__Text__.

□ □ □ □ □ □ □

This whole business with big price increases MIGHT be justified on declining
values of trade in equipment but, frankly, if I were in charge of "goosing"
AS/400 sales I might consider cutting the price instead and sacrificing short
term profit to get some new customers that might buy more full margin equipment
from me in the future. But, oh, I forgot, the "new" IBM is run for short term
quarterly gain not long term maximization of shareholder value via increased
market share! Uncle Lou must want to retire real soon now (maybe by the time
Windows 2000 becomes stable and Chairman Bill is promising its "replacement"
which might even get the in memory database promised for so long in Windows 2000
that I knew would never make it in the final release <g>).

I'll be blunt. I don't give the AS/400 five more years as a distinct product
line!! It is being marketed (if it's being marketed AT ALL!) ever more so as a
"niche" rather than a mainstream product. I got into an argument with a local
AS/400 marketing specialist about this very subject. His view was "IBM is
spending a fortune on R & D, they wouldn't abandon the AS/400". My response was
"Remember how much was spent on OS/2?" (Or all the bucks spent on R & D for all
the networking stuff recently sold to Cisco.)

□ □ □ □ □ □ □

__Recorded data__.
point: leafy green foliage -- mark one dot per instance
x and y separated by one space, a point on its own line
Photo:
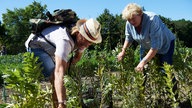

□ □ □ □ □ □ □

__What you need to do__.
a) Decide whether each statement agrees with the post about the AS/400, answering yes or no and quoting the words of the post that settle it: (i) The writer expects the AS/400 to last at least five more years as a distinct product line. (ii) The local marketing specialist held that IBM's heavy R & D spending meant it would not abandon the AS/400. (iii) The writer mentions networking products that were recently sold to Cisco.
b) Extend the post about the AS/400 by writing what comes after its final sentence.
The data above come from a separate source.

__Expected answers__.
a)
(i) No: "I don't give the AS/400 five more years as a distinct product line!!"
(ii) Yes: "IBM is spending a fortune on R & D, they wouldn't abandon the AS/400"
(iii) Yes: "all the networking stuff recently sold to Cisco"

b)
I think IBM will milk the current installed base for all the money it can get
short term while using a policy of benign neglect when it comes to trying to 
sell
to new customers. Yes, a few technically savvy companies might buy into AS/400
(at least while it appears IBM will spend on R & D giving the illusion the
machine has a future) to run large Domino or even SAP installations (just how
many big companies are there anyway that haven't ALREADY gone to Domino or SAP 
on
another platform?) but most large system sales are going to Unix and the middle
and lower market is moving faster and faster to Windows. Selling more 170's does
very little for the bottom line either at IBM or at its business partners.

The slide is still reversible in my opinion but IBM will have to do two things,
neither of which seems very likely while Lou Gerstner is at the helm 1) come up
with a clever marketing campaign that somehow demonstrates the technical
superiority of the architecture or more accurately the VALUE of that 
architecture
to a company in terms a CEO/CFO type can grasp, and 2) invest fully in the R & D
necessary for the AS/400 to lead in technology adoption instead of being a "wait
and see, me too" also ran.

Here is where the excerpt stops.